(Data)
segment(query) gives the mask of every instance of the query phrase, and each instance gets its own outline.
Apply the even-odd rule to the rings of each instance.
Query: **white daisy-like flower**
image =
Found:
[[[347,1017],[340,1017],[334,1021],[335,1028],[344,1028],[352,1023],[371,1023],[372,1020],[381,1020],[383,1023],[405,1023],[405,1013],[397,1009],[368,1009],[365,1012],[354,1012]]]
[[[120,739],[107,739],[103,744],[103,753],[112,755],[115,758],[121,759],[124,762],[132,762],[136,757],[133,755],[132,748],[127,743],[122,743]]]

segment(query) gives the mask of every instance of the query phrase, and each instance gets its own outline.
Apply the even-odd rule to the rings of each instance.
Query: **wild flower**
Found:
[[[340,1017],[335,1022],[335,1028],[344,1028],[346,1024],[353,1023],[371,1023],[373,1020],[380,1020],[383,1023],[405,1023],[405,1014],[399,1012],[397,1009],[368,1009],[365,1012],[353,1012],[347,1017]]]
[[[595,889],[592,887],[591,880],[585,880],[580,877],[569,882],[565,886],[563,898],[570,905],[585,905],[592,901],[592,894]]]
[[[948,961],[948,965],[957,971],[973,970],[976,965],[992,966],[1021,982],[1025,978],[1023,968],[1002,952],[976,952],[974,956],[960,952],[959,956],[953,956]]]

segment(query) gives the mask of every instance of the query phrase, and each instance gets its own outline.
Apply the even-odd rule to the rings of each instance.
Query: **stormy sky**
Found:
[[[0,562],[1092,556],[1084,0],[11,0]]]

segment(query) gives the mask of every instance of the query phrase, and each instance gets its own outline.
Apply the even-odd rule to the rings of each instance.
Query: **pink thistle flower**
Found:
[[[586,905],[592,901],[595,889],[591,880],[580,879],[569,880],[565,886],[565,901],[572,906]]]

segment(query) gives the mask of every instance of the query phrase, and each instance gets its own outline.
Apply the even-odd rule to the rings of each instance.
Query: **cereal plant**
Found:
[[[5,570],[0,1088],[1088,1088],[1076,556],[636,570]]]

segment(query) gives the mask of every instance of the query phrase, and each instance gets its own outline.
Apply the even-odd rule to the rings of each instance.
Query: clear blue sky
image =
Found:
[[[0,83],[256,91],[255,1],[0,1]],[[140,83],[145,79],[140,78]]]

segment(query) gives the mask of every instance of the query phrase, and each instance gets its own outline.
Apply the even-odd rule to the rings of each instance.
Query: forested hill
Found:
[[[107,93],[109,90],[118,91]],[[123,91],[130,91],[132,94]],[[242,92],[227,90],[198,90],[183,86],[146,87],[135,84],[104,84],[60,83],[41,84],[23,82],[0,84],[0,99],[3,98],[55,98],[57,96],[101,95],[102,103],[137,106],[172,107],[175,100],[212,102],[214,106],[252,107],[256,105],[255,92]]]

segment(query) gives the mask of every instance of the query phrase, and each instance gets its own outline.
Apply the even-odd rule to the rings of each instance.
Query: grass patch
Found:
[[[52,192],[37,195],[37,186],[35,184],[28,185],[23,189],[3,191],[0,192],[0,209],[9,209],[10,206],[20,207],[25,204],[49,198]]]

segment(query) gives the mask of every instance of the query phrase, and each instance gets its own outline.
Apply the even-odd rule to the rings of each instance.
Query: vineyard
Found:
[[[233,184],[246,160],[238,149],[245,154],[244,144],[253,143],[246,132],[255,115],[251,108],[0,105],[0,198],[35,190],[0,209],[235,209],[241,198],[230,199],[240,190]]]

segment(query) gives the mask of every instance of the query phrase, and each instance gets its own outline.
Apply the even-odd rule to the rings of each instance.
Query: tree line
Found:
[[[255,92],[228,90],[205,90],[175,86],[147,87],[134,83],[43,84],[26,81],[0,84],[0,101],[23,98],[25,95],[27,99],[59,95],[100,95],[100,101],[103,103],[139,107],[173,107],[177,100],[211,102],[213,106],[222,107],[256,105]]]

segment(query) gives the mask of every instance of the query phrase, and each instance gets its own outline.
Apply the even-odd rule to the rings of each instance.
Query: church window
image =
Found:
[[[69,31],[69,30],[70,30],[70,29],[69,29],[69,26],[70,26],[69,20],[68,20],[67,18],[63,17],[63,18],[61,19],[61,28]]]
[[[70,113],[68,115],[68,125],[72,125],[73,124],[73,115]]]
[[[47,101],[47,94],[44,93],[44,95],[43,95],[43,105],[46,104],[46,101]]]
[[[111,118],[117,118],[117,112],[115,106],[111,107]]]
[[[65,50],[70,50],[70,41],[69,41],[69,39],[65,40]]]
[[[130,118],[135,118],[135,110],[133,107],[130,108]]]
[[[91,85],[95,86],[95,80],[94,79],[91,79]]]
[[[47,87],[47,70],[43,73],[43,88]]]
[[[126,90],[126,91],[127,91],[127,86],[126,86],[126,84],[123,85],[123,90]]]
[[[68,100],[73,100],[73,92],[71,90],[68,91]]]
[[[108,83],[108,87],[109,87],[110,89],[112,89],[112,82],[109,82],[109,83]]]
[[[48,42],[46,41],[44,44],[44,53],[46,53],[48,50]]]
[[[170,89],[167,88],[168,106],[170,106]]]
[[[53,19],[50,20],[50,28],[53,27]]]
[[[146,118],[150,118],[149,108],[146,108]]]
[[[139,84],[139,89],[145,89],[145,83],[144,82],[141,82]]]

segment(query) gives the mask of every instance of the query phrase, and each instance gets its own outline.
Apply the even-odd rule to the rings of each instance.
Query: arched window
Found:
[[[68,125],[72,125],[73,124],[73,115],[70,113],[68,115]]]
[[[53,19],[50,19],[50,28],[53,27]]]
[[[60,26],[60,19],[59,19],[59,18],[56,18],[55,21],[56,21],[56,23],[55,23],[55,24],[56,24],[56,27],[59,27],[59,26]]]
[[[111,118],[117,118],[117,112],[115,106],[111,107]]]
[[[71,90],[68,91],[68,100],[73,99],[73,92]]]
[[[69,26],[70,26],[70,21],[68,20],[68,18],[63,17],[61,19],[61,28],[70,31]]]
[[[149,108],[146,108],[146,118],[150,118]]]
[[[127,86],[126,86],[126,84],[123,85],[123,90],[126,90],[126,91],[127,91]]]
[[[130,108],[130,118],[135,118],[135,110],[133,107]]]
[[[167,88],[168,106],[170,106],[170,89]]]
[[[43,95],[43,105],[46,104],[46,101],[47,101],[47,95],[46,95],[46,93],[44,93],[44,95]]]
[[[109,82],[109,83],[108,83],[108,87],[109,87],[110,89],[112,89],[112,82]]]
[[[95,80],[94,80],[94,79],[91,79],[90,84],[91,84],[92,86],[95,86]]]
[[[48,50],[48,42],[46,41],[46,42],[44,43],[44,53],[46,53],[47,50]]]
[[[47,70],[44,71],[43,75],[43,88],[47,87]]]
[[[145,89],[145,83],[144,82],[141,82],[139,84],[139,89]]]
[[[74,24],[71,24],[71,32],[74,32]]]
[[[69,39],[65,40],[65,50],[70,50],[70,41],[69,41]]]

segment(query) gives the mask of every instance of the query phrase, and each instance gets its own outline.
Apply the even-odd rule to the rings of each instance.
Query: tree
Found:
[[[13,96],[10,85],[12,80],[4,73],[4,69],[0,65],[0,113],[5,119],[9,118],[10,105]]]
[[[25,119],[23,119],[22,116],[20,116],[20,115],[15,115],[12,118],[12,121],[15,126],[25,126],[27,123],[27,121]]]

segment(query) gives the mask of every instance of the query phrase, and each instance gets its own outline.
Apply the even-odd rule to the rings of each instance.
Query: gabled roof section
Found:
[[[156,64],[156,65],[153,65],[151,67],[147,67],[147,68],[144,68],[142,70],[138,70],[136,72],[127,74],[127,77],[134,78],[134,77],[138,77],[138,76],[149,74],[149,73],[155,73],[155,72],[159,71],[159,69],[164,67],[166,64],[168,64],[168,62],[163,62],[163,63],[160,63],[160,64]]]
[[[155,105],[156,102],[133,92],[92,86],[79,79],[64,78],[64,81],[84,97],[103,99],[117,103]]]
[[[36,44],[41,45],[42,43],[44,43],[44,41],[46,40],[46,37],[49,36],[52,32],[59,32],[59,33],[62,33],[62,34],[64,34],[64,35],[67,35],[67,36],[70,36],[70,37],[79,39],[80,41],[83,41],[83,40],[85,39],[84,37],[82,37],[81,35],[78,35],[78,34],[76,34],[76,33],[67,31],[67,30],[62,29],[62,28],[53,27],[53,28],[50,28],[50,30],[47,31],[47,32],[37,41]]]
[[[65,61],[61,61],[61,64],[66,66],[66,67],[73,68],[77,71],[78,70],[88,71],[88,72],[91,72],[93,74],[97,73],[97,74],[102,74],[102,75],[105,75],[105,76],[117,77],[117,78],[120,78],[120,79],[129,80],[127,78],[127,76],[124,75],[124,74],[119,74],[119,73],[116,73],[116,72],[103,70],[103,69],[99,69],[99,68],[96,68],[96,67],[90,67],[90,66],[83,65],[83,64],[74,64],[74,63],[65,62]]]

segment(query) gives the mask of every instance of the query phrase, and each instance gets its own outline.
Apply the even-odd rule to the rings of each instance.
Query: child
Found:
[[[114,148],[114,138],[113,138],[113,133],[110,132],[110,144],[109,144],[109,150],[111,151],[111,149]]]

(Description of the task)
Gather every line of the entries above that contains the word "window", matching case exactly, and list each line in full.

(The solution)
Query: church window
Query: arched window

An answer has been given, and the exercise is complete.